§ **Work required**: Reproduce the listing below word for word, leaving out the pictures.
───── Dataset records
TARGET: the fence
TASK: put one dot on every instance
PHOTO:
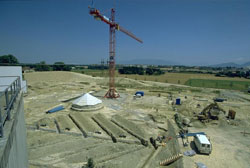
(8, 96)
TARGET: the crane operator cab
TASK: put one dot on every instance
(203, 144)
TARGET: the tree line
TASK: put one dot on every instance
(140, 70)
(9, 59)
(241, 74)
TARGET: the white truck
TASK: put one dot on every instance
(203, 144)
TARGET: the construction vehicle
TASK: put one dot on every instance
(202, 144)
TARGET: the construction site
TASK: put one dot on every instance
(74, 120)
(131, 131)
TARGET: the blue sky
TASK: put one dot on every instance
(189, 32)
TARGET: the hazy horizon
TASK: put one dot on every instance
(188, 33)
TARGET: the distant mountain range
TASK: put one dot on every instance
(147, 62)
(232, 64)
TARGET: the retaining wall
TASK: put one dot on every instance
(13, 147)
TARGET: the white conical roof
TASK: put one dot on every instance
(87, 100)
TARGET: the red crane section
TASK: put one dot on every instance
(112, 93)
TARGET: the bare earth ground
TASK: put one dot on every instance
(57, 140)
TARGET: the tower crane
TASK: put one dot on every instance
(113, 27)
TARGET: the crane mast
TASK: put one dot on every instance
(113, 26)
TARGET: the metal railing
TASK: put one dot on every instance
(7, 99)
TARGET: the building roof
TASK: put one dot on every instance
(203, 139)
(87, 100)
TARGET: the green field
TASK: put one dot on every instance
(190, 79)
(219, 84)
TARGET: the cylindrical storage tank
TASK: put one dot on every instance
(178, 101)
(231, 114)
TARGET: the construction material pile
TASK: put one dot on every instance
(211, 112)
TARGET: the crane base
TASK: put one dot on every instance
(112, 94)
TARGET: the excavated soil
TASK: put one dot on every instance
──────────
§ **Response to this exercise**:
TARGET: the fence
TASK: put one dot on every instance
PHOTO:
(8, 96)
TARGET: the crane operator cab
TASK: put one dot on every instance
(203, 144)
TARGET: the tree line
TASK: put one dot on every instance
(140, 70)
(9, 59)
(241, 74)
TARGET: the white truck
TASK: put one dot on every instance
(203, 144)
TARGET: the construction vehicle
TASK: put one dot on every instance
(202, 144)
TARGET: the construction site
TASK: put one dot on every instance
(74, 120)
(131, 131)
TARGET: the blue sky
TASK: put one dot on every instance
(189, 32)
TARGET: the hazy horizon
TASK: put one dot on every instance
(188, 33)
TARGET: the distant mountain range
TASK: put one dot on every instance
(147, 62)
(232, 64)
TARGET: the retaining wall
TASK: put one dot on every instance
(13, 147)
TARGET: the white conical roof
TASK: put one dot on every instance
(87, 100)
TARGET: the red crane section
TASK: put one dot on every instance
(112, 93)
TARGET: the bare earth ground
TASK: put one dot on every instance
(57, 140)
TARGET: the tower crane
TASK: put one dot on every instance
(113, 27)
TARGET: the crane mast
TASK: put one dot on every instance
(113, 26)
TARGET: the metal railing
TASK: put one dot on every instance
(7, 99)
TARGET: the building roof
TASK: put one dot on every instance
(203, 139)
(87, 100)
TARGET: the green field
TASK: put one dot on every instance
(190, 79)
(219, 84)
TARGET: the cylindrical storage tank
TASK: put one dot on every instance
(178, 101)
(231, 114)
TARGET: the construction material pile
TASK: put one dot on every instance
(211, 112)
TARGET: the crane base
TASK: put one dot on every instance
(112, 94)
TARGET: the excavated soil
TASK: put one dot on every instance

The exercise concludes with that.